▸ Directive a
Please copy out the listing from the line containing "the lake, each" through the end of the listing, both ends included, changing nothing.

▸ Extract to read
------------------------------------

As previously described, the proposed rule would align the FDIC's regulations with the FHBA's provisions. In particular, the FHBA created several categories of exceptions or exemptions to the prohibition on participating in banking. The proposed rule would incorporate these categories of exemptions and exceptions. The FDIC believes that the additional categories for exceptions or exemptions to the prohibition on participating in banking established by the FHBA could benefit certain individuals and IDIs by reducing the number of applications they would otherwise be required to file under section 19. Additionally, the categories of exceptions or exemptions to the prohibition on participating in banking established by the FHBA could benefit IDIs by marginally expanding the supply of labor available. However, these changes were created by the FHBA and were effective immediately upon passage, and the proposed rule aligns the FDIC's regulations with these elements of the FHBA; therefore, the associated changes in the proposed rule will have no direct effect on individuals or IDIs.

The proposed rule would amend the FDIC's existing section 19 application-procedure regulations to incorporate the FHBA's provisions. The FDIC's current section 19 regulations contain references to existing application procedures that are similar in substance to those established by FHBA. However, the FHBA, among other requirements, compels the FDIC to primarily rely on the criminal history record of the Federal Bureau of Investigation when reviewing consent applications. It is the current practice of the FDIC to consider all relevant information when evaluating a section 19 application. However, the establishment of a common source of criminal history, together with only requiring certified copies of criminal history records if there exists clear and compelling justification for doing so, could benefit certain individuals and IDIs by marginally reducing the volume of information they need to supply to the FDIC. The FDIC believes that, while these proposed changes to the application procedures will directly affect certain individuals and institutions that file section 19 applications, they may not have a substantial effect on potential applicants. Finally, these changes were created by the FHBA and were effective immediately upon passage, and the proposed rule aligns the FDIC's regulations with these elements of the FHBA; therefore, the associated changes in the proposed rule will have no direct effect on individuals or IDIs.

Finally, in seeking to align its section 19 regulations with the provisions of the FHBA, the FDIC used its discretion to marginally increase the scope of certain terms so as to better reflect the purposes of the FHBA. In particular, the FDIC has provided broader language as to the scope of expunged, sealed, or dismissed offenses. This aspect of the proposed rule could potentially benefit persons covered by the provisions of section 19, including individuals who are or wish to become employees, officers, directors, or controlling shareholders of an IDI, or who otherwise are or wish to become an IAP of an IDI. However, given that most of the proposed amendments are focused on aligning the FDIC's regulations with the FHBA, the marginal effect of this aspect of the proposed rule is likely to be small.

The FDIC invites comments on all aspects of this analysis. In particular, would the proposed rule have any costs or benefits that the FDIC has not identified?

------------------------------------

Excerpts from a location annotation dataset
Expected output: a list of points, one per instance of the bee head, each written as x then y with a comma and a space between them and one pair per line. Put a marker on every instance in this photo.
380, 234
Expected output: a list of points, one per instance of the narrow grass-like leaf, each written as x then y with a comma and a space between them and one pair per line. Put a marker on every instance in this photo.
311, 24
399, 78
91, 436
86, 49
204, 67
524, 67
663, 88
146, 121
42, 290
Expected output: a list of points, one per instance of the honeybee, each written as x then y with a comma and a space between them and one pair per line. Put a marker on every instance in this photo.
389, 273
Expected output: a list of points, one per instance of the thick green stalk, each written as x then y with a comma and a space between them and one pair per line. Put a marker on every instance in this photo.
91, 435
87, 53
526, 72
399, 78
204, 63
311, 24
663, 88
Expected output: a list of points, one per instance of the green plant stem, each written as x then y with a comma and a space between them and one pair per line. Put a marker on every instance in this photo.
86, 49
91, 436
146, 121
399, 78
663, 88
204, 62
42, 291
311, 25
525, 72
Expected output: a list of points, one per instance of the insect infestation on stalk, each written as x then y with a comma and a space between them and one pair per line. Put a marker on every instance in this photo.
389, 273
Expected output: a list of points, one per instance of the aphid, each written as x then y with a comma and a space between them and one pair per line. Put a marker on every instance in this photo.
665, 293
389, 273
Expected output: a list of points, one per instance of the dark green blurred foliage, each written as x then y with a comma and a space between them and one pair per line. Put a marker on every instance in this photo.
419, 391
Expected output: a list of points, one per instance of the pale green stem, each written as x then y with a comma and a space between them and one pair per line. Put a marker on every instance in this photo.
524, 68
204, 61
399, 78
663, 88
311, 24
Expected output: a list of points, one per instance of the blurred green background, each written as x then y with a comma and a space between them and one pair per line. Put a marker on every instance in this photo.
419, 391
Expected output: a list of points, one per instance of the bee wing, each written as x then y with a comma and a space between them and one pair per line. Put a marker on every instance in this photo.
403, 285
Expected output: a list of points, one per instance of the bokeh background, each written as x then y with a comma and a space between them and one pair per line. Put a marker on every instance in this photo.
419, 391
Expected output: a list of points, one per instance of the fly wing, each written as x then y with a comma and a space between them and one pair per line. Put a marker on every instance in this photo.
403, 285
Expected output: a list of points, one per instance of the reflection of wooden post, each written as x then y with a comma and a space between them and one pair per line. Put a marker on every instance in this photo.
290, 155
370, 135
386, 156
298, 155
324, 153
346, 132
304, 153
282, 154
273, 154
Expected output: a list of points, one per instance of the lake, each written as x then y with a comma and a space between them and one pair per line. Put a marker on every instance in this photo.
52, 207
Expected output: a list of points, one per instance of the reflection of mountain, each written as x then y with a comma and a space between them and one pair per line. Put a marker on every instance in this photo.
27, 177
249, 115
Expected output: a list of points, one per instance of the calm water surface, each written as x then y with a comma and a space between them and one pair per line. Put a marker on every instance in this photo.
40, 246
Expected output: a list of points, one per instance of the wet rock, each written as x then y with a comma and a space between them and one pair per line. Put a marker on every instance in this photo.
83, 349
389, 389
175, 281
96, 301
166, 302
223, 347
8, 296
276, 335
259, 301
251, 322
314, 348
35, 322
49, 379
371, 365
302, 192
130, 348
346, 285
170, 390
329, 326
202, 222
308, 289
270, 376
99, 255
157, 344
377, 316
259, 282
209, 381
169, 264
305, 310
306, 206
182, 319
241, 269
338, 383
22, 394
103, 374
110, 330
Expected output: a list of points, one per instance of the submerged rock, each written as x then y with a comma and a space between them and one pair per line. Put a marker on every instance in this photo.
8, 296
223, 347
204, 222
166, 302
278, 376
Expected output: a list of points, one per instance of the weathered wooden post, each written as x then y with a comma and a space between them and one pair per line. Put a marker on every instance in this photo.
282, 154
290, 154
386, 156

------------------------------------

▸ Directive b
In the FDIC rulemaking passage, rewrite the part from "Finally, in seeking" to "to be small.", substituting "judgment" for "discretion".

▸ Correct answer a
Expected output: a list of points, one per instance of the lake, each written as x then y with a comma and a space between them and one pair per line. Put a marker on every instance in this photo.
52, 207
Expected output: a list of points, one per instance of the reflection of mountain, each written as x then y with a comma and a space between them and one pair per line. Put a marker on every instance in this photo.
27, 177
249, 115
Expected output: a list of points, one per instance of the calm water surface, each written as x then y with a comma and a space between them and one pair per line. Put a marker on every instance in this photo.
40, 246
Expected output: a list of points, one per instance of the wet rock, each written as x then y with a comma and a space between them and one pair per line. Put a marker on every instance in this photo.
83, 349
389, 389
175, 281
96, 301
166, 302
223, 347
8, 296
276, 335
259, 301
251, 322
314, 348
35, 322
49, 379
371, 365
302, 192
130, 348
346, 285
170, 390
329, 326
202, 222
308, 289
270, 376
99, 255
157, 344
377, 316
259, 282
209, 381
169, 264
305, 310
306, 206
182, 319
241, 269
338, 383
22, 394
103, 374
110, 330
Expected output: a list of points, one per instance of the submerged rock, each written as x then y with a comma and a space between them and one pair per line. Put a marker on every instance in this photo.
8, 296
223, 347
204, 222
166, 302
278, 376
Expected output: a list of points, one per instance of the weathered wooden post, each written as x then y with a comma and a space between them and one pair per line. Put a marker on every instance in this photo.
282, 154
290, 154
386, 156

▸ Correct answer b
Finally, in seeking to align its section 19 regulations with the provisions of the FHBA, the FDIC used its judgment to marginally increase the scope of certain terms so as to better reflect the purposes of the FHBA. In particular, the FDIC has provided broader language as to the scope of expunged, sealed, or dismissed offenses. This aspect of the proposed rule could potentially benefit persons covered by the provisions of section 19, including individuals who are or wish to become employees, officers, directors, or controlling shareholders of an IDI, or who otherwise are or wish to become an IAP of an IDI. However, given that most of the proposed amendments are focused on aligning the FDIC's regulations with the FHBA, the marginal effect of this aspect of the proposed rule is likely to be small.